» **GIVEN RECORDS**
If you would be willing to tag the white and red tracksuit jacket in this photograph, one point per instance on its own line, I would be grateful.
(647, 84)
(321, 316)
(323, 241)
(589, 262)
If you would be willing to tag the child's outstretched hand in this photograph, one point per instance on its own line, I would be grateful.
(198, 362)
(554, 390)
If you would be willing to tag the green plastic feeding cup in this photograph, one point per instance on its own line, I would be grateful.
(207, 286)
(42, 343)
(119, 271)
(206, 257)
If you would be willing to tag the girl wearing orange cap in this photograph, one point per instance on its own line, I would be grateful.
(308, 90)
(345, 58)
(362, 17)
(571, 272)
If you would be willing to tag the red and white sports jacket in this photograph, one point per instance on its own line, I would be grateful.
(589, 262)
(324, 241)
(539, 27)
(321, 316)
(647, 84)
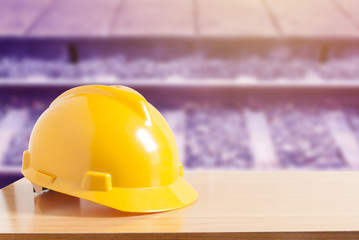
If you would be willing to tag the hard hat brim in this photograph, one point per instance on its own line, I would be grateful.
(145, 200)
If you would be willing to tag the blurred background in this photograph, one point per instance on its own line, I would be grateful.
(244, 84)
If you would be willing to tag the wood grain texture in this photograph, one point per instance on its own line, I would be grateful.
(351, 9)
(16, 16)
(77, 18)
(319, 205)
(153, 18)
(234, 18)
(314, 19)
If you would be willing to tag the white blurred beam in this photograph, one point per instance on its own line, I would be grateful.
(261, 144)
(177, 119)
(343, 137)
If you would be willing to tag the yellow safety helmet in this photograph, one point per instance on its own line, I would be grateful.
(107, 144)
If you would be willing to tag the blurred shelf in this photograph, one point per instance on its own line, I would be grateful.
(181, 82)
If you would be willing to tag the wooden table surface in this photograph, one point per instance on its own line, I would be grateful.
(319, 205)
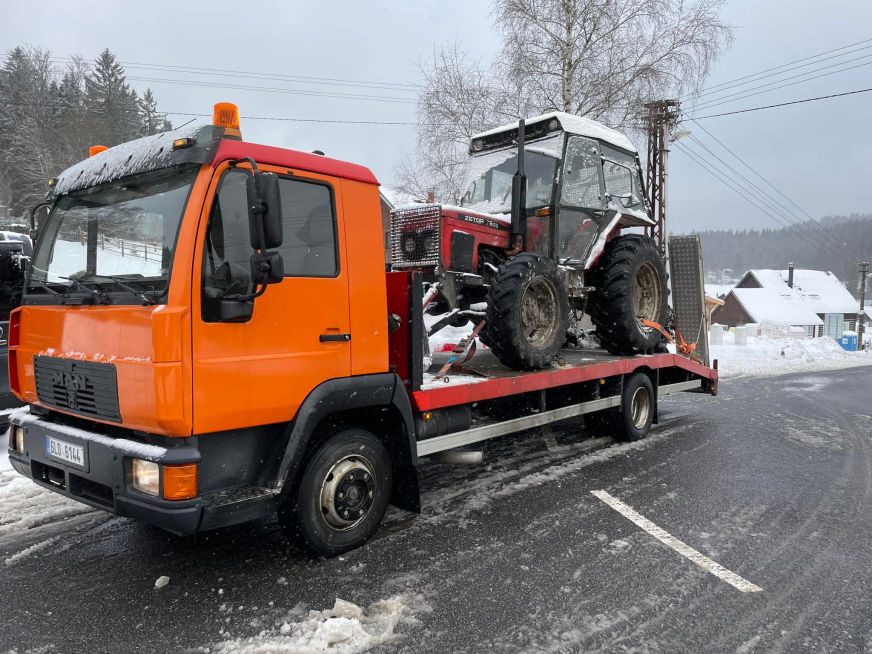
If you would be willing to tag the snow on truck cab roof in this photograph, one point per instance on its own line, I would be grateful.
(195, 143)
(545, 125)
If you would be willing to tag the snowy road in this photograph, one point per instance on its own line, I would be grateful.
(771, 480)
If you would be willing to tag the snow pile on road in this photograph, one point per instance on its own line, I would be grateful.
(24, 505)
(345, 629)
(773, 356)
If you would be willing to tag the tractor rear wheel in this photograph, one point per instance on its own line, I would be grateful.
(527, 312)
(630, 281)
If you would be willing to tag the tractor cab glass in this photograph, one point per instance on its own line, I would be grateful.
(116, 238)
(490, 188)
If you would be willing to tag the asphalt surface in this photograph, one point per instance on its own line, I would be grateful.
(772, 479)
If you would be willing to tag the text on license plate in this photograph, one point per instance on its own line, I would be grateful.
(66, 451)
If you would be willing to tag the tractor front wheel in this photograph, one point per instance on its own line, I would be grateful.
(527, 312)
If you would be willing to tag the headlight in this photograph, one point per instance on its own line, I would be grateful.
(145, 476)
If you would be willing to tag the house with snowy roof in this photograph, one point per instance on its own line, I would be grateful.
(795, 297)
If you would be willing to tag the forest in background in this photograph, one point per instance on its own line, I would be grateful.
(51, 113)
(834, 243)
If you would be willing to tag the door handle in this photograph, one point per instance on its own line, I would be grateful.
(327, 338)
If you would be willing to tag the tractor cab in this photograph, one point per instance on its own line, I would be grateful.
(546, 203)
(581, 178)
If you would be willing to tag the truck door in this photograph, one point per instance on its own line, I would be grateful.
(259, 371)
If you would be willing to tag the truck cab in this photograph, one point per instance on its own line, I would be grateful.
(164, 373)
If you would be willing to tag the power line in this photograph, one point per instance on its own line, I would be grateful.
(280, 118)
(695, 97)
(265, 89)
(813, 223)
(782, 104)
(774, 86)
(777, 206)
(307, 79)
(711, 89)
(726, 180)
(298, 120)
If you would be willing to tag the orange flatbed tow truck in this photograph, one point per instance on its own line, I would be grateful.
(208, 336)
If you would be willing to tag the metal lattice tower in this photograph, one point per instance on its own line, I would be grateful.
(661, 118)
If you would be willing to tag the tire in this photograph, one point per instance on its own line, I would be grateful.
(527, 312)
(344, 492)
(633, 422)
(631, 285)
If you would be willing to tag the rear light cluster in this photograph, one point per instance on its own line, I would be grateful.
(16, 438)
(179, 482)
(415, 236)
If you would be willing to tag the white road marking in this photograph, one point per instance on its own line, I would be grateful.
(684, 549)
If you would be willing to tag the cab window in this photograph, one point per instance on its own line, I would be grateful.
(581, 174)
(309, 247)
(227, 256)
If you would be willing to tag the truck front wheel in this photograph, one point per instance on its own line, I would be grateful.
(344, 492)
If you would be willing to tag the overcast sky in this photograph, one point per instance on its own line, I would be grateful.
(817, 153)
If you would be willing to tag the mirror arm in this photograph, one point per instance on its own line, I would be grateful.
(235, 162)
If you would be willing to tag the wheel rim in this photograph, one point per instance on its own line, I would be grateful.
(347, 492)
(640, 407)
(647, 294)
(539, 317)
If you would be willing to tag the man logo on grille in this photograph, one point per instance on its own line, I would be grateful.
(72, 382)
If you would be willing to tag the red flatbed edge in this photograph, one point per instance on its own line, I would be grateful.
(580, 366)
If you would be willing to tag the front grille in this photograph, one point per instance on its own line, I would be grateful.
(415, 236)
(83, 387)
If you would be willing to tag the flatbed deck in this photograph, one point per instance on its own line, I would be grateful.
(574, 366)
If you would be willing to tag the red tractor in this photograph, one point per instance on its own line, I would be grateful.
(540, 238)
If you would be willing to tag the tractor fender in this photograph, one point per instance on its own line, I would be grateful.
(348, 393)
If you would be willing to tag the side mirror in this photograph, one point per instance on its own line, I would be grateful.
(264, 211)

» **DIRECTIONS FOR THIS TASK**
Reproduce every line from the one containing "If you would be willing to tag the tractor fender" through the final line, shifting each answer coordinate by adding 124 to every number and leaving all other lines unchanged.

» **EXPECTED OUTPUT**
If you would be willing to tag the tractor fender in this photograph, one point per instance on its own line, I would be grateful.
(472, 517)
If you would be willing to tag the side mirror in this photograph, one point per instance on its own line, I would be grateful.
(388, 335)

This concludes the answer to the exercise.